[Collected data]
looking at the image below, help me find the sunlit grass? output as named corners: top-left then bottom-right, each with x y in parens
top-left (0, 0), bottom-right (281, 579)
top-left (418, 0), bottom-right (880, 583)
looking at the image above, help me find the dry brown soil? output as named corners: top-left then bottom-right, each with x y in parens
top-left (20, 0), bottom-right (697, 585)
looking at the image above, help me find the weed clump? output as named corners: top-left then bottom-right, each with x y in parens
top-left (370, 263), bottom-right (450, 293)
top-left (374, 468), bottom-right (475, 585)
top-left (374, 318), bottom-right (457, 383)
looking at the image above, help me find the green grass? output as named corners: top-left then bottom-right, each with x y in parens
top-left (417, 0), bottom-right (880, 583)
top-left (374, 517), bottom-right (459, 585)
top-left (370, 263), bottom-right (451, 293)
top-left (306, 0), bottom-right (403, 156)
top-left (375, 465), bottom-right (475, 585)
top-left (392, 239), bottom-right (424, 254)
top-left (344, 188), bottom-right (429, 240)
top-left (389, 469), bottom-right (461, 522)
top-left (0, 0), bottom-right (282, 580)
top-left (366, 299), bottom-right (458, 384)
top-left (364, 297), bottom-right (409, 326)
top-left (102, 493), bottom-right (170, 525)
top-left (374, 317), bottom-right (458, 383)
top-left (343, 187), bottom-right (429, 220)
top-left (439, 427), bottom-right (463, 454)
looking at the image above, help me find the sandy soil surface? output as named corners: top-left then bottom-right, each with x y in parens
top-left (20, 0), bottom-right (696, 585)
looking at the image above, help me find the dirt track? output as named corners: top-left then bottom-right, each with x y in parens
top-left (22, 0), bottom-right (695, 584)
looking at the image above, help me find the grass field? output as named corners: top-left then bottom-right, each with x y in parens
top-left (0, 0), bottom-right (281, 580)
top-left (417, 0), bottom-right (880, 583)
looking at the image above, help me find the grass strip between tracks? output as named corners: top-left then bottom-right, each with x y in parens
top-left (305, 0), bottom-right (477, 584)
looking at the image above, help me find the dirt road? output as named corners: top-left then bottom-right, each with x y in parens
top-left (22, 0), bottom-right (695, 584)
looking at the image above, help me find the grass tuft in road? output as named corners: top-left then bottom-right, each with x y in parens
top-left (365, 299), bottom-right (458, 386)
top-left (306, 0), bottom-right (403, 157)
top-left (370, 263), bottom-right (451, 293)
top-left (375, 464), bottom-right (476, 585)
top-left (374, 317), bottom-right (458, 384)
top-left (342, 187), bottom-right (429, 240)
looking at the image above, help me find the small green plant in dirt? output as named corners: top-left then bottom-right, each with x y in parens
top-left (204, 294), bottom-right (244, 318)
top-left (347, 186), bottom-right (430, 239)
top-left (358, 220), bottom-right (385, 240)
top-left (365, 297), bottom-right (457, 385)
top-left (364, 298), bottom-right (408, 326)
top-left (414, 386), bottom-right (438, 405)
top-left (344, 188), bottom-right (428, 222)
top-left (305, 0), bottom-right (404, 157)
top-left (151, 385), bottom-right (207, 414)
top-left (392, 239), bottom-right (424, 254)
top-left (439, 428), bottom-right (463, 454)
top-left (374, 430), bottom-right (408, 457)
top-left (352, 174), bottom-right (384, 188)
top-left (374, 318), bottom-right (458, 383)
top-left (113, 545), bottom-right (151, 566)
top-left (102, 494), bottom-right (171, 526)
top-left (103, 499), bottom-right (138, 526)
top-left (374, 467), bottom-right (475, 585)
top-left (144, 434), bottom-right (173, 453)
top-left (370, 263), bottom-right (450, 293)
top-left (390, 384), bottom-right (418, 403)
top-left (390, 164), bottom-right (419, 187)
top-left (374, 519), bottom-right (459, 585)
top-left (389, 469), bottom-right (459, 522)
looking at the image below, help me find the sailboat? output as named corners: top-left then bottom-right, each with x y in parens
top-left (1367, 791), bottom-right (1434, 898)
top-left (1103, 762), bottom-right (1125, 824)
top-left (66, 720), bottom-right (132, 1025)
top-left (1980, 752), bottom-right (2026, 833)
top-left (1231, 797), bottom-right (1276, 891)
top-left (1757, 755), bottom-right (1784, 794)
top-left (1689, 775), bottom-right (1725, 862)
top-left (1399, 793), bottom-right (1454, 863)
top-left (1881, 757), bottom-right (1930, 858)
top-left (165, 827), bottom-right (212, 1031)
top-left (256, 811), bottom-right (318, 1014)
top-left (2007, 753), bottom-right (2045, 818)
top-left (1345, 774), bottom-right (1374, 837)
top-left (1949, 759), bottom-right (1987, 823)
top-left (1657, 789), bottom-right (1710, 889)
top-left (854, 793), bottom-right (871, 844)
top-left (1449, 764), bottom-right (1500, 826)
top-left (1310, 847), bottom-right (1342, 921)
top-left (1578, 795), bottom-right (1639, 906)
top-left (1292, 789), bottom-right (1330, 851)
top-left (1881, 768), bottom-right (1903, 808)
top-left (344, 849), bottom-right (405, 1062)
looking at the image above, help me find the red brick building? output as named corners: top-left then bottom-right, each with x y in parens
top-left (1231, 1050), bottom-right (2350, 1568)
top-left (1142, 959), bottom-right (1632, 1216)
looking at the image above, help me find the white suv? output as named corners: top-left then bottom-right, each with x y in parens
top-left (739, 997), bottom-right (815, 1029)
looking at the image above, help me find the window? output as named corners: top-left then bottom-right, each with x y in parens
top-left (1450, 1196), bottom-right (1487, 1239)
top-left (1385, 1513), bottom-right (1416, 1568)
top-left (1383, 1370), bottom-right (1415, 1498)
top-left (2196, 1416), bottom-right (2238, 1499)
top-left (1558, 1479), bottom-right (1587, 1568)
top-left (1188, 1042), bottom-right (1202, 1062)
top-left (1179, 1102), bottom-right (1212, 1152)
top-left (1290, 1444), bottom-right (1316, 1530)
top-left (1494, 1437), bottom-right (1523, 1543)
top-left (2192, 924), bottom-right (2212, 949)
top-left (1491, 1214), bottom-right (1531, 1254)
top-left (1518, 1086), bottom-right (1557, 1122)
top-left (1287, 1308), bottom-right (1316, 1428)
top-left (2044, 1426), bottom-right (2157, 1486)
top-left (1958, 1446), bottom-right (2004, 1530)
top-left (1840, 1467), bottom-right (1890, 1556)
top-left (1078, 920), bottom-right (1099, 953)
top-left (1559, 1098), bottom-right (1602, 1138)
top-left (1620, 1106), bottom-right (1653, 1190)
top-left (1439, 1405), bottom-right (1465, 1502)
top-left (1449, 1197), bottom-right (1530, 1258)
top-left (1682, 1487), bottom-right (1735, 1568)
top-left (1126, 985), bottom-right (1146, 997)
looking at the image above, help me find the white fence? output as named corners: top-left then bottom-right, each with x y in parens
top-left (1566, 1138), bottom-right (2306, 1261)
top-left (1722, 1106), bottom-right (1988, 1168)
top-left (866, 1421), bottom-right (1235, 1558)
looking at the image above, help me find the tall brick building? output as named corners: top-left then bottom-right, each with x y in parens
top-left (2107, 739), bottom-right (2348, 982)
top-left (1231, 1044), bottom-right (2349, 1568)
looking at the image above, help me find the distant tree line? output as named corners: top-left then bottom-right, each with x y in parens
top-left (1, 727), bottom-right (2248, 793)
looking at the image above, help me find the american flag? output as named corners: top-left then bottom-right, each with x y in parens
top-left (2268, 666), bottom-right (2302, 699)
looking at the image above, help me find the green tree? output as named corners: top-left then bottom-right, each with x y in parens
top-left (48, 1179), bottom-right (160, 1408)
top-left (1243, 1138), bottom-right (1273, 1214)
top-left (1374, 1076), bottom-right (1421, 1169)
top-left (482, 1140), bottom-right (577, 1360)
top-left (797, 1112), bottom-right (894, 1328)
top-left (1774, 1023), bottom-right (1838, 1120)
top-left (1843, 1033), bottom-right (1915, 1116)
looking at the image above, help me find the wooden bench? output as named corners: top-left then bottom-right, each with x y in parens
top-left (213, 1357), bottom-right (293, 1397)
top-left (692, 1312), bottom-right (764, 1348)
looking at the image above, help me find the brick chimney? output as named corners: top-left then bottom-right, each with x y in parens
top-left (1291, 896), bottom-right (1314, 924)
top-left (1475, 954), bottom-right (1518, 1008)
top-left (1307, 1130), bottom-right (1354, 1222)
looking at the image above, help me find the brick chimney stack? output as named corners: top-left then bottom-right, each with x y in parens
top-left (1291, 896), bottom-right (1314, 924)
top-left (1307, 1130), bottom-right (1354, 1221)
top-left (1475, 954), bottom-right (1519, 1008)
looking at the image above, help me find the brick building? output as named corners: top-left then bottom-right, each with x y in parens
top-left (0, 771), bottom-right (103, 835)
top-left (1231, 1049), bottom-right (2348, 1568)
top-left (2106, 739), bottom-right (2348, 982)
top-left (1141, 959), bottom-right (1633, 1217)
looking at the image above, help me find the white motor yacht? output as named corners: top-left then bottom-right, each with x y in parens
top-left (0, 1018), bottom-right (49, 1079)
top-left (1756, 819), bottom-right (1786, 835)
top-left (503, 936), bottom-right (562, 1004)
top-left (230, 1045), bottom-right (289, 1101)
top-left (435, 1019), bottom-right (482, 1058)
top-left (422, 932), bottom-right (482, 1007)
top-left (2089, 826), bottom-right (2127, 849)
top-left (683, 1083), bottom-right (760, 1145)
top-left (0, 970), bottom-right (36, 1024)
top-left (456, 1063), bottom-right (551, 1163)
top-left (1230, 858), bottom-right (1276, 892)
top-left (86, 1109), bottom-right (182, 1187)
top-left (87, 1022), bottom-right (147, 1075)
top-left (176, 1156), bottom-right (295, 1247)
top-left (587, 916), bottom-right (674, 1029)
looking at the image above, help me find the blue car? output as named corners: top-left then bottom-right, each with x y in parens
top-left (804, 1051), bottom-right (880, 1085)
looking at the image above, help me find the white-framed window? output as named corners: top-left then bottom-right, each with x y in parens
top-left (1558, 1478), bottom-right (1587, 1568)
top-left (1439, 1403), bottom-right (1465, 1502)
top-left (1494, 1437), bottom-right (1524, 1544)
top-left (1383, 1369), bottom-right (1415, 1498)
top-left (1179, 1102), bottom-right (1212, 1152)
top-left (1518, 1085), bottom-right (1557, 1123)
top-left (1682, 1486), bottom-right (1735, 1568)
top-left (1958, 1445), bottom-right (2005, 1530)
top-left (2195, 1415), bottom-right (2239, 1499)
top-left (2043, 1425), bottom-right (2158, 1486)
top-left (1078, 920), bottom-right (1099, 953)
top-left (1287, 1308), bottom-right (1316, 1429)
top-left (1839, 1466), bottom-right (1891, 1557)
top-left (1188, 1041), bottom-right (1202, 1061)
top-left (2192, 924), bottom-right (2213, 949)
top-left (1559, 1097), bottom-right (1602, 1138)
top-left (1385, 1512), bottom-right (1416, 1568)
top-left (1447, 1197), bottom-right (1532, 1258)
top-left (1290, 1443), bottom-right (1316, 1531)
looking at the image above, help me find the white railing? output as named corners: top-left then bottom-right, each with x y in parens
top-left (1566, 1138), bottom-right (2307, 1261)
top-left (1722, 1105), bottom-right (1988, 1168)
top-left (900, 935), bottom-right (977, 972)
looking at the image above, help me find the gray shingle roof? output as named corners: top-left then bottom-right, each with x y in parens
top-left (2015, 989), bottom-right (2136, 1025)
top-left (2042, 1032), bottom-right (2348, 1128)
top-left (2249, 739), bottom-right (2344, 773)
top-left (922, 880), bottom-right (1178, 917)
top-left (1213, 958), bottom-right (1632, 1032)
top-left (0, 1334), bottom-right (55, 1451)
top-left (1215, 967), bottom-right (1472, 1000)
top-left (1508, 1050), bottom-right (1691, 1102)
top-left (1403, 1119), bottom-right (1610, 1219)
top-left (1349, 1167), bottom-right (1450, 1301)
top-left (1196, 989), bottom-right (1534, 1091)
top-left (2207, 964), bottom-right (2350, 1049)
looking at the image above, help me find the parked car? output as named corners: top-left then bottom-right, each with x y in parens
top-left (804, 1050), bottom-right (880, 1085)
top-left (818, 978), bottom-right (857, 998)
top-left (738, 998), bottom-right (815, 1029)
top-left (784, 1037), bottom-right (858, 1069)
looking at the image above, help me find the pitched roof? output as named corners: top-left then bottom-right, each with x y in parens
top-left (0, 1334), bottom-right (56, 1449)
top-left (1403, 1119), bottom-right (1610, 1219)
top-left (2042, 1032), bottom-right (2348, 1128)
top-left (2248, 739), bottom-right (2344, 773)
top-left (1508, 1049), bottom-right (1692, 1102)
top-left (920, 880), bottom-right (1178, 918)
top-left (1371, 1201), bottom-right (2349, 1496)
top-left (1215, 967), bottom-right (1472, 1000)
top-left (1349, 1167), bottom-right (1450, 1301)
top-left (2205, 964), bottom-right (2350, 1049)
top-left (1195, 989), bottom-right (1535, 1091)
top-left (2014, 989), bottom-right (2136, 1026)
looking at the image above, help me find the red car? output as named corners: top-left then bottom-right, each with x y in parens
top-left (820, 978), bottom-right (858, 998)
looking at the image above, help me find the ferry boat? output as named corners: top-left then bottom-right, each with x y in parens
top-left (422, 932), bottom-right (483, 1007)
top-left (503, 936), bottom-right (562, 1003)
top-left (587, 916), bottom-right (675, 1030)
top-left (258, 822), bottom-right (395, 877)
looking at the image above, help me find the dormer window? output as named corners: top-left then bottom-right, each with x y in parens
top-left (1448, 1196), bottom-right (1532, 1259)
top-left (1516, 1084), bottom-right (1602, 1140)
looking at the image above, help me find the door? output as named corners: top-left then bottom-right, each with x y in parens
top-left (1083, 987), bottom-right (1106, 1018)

**Exercise directions:** Your output must contain exactly the lines from the one containing "looking at the image above, help me find the door?" to the final line of the data above, and no other text.

**Response:**
looking at the image above, help me find the door? output as named corners: top-left then bottom-right, each with x y in parens
top-left (1083, 987), bottom-right (1106, 1018)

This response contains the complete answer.